- _Task objective_: From the records below, please repeat exactly the line that has "# spot one keypoint per instance of the fence", the line that has "# spot one keypoint per instance of the lamp", and every line between them, and nothing else.

- _Data_:

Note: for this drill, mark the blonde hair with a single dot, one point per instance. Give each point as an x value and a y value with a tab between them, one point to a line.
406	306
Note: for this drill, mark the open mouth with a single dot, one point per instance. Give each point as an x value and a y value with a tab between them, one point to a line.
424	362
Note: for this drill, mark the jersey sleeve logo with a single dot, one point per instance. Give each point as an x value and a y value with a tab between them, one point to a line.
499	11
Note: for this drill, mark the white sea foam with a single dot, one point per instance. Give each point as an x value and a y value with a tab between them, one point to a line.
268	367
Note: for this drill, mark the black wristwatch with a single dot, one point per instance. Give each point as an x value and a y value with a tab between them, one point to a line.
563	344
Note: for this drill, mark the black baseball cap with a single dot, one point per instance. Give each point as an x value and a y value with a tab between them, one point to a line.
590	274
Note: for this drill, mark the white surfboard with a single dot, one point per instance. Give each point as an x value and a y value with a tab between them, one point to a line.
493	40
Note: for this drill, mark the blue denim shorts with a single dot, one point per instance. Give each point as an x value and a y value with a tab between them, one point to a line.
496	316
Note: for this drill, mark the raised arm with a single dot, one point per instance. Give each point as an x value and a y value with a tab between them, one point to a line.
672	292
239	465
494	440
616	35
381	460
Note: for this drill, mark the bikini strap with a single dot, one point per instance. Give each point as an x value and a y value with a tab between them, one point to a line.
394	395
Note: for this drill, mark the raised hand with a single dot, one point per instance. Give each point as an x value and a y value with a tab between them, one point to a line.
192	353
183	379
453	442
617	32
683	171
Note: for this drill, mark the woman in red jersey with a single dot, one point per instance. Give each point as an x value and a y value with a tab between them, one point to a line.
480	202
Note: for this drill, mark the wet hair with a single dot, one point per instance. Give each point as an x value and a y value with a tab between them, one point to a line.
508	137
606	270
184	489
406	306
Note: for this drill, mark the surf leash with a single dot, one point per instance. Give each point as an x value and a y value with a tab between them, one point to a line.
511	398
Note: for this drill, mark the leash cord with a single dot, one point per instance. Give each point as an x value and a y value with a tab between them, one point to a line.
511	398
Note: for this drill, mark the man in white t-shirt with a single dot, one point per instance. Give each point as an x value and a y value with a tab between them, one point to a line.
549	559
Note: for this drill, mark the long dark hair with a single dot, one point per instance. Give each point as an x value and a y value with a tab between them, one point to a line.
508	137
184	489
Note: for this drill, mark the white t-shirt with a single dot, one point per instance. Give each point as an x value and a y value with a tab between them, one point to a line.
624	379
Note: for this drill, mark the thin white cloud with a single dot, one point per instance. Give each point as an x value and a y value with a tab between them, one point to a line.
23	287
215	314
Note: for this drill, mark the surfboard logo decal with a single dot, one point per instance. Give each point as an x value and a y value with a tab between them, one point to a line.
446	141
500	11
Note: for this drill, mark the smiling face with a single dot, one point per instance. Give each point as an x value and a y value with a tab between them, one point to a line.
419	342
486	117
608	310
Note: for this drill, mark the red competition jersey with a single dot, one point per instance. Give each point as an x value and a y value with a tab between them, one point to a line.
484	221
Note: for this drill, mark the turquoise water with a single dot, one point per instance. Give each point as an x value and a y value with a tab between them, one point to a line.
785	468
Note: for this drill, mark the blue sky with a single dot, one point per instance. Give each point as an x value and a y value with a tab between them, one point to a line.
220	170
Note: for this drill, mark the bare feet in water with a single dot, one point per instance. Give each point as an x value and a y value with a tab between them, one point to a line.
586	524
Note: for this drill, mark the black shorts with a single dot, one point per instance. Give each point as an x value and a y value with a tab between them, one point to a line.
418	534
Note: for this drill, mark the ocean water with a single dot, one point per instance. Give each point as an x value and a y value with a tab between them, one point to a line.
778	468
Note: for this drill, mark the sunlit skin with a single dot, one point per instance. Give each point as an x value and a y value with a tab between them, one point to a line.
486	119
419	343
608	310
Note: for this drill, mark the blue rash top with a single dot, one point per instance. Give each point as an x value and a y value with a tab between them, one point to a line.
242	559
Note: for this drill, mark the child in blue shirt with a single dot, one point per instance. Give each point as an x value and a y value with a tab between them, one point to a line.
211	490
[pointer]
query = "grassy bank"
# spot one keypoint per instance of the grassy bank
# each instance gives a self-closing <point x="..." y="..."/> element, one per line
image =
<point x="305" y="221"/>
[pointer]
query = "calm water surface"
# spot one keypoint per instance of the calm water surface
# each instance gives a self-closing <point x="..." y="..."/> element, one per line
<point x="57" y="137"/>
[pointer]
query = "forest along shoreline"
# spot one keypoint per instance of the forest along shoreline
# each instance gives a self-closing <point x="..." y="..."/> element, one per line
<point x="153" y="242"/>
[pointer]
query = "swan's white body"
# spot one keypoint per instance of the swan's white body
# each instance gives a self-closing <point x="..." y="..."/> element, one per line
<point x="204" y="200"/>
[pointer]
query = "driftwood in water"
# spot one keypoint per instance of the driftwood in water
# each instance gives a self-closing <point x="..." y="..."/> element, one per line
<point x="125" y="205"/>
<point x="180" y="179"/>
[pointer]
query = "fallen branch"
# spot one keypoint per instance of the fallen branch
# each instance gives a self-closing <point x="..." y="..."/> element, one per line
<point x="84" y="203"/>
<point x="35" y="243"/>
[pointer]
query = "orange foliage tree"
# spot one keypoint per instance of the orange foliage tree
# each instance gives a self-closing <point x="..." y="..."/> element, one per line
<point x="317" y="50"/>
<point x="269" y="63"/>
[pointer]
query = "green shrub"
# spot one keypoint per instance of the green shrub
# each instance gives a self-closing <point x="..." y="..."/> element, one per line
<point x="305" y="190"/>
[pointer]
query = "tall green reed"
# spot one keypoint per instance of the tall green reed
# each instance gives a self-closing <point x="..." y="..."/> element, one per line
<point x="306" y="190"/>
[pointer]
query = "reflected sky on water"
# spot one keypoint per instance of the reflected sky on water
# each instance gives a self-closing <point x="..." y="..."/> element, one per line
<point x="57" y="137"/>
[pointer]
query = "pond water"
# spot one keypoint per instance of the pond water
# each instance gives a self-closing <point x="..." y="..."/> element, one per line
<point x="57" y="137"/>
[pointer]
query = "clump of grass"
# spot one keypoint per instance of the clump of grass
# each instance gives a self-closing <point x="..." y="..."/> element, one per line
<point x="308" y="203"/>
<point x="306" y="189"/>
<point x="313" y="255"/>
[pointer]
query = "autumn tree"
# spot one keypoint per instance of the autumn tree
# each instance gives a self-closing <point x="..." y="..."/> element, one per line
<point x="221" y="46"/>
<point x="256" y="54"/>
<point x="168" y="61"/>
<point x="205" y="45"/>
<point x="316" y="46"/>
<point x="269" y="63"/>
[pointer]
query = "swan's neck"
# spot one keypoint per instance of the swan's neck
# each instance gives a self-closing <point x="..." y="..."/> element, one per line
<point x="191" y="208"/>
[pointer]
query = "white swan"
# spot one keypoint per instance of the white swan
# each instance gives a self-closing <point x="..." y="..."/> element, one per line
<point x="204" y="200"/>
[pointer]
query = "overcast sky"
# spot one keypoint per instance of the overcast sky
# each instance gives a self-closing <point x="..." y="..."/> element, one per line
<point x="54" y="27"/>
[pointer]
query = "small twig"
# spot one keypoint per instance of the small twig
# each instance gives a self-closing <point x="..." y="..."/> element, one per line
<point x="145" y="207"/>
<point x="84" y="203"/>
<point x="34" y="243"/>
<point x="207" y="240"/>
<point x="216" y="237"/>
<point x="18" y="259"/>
==
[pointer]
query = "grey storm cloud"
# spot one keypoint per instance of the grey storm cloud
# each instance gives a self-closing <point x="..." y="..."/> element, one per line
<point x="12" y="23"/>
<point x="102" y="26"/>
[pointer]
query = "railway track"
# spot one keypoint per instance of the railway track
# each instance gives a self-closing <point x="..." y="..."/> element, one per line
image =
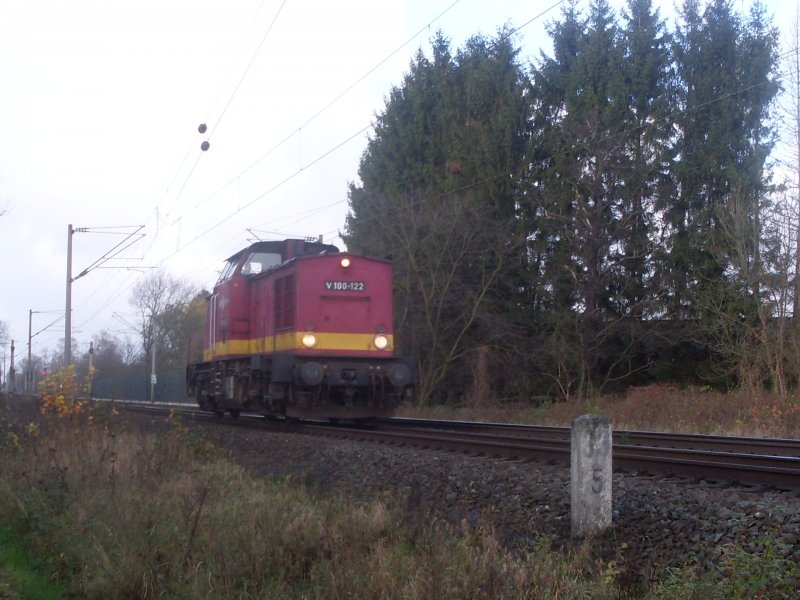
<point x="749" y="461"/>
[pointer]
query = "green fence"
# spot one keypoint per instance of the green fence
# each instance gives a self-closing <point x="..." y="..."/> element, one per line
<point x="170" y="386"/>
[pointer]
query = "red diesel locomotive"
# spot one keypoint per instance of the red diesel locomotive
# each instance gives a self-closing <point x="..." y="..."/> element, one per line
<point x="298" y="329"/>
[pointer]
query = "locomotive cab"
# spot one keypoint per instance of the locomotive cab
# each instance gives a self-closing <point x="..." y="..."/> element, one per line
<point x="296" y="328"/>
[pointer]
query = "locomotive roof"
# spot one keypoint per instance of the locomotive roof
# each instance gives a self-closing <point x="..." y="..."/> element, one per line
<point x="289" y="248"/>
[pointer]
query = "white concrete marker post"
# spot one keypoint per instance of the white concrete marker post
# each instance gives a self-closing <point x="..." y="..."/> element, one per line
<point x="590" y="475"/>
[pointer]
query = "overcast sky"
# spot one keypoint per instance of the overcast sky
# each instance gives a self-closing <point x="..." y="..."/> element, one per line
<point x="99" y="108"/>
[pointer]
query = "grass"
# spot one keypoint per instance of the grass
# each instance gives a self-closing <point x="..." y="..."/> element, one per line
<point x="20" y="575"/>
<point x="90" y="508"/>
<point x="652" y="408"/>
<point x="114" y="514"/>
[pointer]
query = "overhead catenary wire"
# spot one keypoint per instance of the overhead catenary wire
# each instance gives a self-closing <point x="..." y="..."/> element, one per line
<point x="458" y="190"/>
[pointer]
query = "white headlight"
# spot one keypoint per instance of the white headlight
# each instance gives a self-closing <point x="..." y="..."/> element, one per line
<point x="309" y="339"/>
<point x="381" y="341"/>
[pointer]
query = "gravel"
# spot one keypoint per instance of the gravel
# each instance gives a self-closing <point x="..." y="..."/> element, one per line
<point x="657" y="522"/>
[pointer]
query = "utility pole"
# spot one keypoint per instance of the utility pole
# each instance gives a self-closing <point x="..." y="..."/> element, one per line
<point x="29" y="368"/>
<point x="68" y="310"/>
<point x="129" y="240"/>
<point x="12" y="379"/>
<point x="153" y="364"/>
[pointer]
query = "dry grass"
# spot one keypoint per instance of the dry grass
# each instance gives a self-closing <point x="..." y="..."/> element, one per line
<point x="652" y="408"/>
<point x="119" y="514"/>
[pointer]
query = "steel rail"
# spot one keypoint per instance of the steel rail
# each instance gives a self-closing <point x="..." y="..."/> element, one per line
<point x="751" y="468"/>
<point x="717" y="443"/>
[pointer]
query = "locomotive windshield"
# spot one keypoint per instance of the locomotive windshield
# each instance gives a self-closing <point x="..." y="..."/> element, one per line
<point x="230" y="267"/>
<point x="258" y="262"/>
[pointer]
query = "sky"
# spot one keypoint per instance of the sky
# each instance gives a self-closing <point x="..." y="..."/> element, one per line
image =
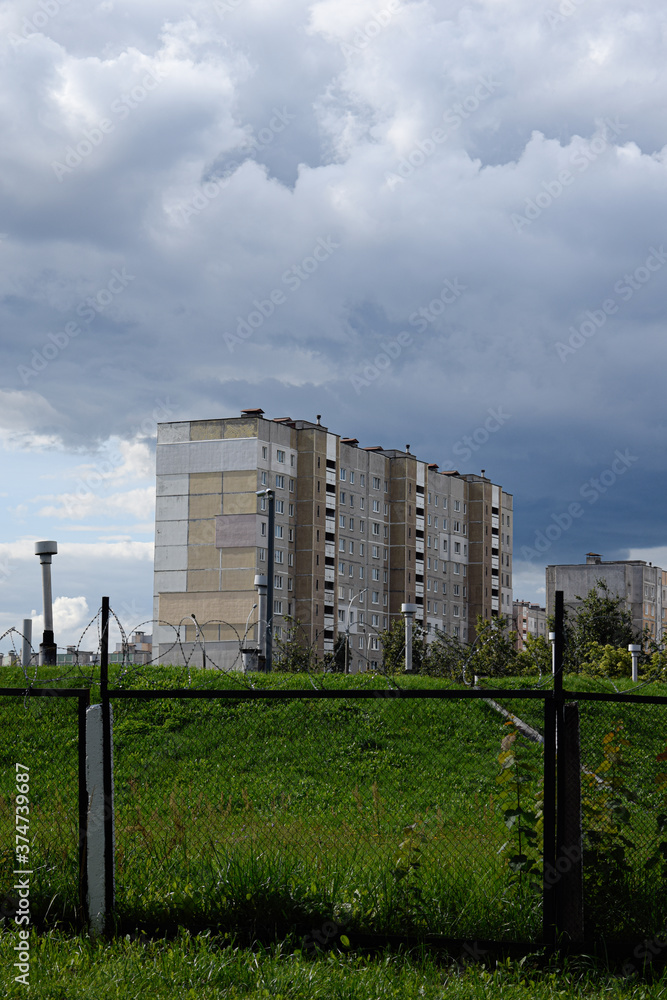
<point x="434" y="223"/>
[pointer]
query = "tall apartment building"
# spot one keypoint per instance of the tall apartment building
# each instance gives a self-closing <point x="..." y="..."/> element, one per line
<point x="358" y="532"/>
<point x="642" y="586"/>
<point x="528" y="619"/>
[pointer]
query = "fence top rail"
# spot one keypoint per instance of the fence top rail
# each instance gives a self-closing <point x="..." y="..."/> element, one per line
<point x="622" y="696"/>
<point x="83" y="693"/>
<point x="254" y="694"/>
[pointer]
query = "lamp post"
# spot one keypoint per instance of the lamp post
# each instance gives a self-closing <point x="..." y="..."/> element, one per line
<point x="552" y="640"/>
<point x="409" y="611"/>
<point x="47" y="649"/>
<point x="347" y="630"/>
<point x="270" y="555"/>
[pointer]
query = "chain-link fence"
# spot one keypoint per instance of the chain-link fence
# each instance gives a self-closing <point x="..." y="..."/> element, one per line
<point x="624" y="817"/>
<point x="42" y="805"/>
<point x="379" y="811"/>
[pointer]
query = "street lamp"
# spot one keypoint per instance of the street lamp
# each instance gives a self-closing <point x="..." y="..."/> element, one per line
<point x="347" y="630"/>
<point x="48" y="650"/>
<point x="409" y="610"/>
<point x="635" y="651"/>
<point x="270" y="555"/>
* * *
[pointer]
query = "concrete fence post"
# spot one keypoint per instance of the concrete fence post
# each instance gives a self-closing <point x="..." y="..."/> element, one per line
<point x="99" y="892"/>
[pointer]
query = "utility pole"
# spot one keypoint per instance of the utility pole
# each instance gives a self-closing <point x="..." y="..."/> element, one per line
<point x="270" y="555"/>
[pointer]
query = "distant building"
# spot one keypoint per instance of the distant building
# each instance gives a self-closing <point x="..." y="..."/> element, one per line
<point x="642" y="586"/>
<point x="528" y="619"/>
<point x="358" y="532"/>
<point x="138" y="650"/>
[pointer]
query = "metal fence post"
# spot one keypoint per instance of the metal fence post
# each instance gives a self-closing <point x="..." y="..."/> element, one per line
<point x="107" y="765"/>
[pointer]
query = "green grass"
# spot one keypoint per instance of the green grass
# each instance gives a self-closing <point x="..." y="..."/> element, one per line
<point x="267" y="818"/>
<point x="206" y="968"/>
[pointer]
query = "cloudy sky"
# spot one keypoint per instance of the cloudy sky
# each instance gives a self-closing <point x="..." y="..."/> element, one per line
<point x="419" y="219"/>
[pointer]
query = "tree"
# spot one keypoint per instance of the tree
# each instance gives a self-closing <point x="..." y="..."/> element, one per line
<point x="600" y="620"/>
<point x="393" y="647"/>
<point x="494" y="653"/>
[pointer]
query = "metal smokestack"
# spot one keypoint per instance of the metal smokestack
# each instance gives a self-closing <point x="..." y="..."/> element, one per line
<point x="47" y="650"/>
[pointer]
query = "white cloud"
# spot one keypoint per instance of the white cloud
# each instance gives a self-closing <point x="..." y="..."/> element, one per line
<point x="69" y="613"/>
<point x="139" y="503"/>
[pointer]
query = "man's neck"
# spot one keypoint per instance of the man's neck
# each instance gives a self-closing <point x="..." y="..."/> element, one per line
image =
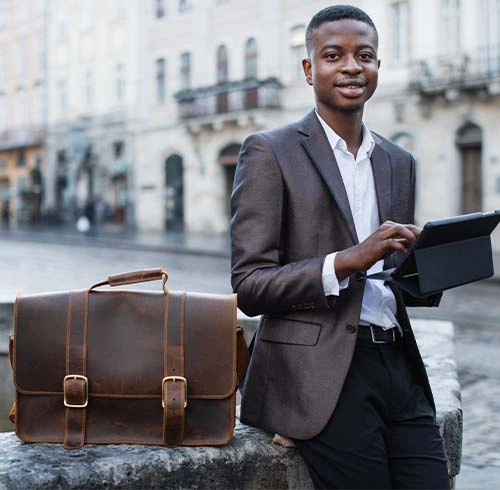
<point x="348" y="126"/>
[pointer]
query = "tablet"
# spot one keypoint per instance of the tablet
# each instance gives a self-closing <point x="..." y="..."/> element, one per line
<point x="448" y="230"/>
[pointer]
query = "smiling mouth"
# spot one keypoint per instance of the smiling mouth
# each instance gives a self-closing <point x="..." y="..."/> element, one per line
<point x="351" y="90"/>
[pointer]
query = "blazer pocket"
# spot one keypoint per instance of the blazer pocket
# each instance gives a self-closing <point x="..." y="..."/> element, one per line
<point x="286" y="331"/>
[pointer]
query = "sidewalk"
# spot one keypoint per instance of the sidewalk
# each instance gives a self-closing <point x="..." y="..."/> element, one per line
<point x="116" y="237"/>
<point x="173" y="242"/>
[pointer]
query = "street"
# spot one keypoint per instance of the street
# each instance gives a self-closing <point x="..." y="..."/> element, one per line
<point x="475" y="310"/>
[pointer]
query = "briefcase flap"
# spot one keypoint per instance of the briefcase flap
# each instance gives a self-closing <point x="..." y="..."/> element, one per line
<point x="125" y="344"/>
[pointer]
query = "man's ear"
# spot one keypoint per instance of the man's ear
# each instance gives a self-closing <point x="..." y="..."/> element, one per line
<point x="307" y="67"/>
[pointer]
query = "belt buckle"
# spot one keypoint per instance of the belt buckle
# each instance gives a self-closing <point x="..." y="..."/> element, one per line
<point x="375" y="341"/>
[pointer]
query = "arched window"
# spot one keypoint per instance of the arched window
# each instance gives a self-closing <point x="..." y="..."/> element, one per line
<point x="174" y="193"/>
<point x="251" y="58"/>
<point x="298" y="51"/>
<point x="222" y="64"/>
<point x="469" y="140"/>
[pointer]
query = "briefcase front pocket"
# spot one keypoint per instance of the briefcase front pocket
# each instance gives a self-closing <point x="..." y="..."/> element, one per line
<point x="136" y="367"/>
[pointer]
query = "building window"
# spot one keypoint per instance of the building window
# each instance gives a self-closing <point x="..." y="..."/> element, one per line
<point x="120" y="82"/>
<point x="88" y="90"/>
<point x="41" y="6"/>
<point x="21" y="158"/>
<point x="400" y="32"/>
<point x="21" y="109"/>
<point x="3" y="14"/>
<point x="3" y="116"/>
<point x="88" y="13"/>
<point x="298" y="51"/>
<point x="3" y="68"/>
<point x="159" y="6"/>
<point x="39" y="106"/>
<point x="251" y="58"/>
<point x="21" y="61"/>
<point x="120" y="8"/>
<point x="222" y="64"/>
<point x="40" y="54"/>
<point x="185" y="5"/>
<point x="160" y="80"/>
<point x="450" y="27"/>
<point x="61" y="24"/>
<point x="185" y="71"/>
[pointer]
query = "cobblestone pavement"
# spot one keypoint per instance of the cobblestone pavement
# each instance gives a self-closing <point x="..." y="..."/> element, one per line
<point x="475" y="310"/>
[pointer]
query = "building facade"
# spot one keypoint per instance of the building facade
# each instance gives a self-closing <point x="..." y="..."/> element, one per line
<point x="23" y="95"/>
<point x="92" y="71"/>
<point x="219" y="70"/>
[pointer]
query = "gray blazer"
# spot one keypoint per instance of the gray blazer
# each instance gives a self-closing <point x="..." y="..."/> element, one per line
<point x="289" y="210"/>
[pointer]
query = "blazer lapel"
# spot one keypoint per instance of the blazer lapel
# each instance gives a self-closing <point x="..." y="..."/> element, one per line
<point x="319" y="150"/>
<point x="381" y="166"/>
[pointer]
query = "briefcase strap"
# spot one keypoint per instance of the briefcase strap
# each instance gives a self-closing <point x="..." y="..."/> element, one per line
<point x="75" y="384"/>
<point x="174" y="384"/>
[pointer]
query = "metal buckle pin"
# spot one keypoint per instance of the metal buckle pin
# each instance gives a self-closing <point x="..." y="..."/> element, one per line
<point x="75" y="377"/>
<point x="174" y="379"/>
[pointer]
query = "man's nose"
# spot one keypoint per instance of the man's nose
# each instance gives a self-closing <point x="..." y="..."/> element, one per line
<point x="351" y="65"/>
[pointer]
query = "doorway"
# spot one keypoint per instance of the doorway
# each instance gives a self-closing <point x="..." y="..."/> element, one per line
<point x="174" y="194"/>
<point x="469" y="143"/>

- _Your response_:
# spot one keypoint per instance of the fence top rail
# each instance gives a self-closing <point x="..." y="..."/> element, one per line
<point x="622" y="696"/>
<point x="83" y="693"/>
<point x="254" y="694"/>
[pointer]
query = "lamp post"
# spot one keypoint per instance of the lamp post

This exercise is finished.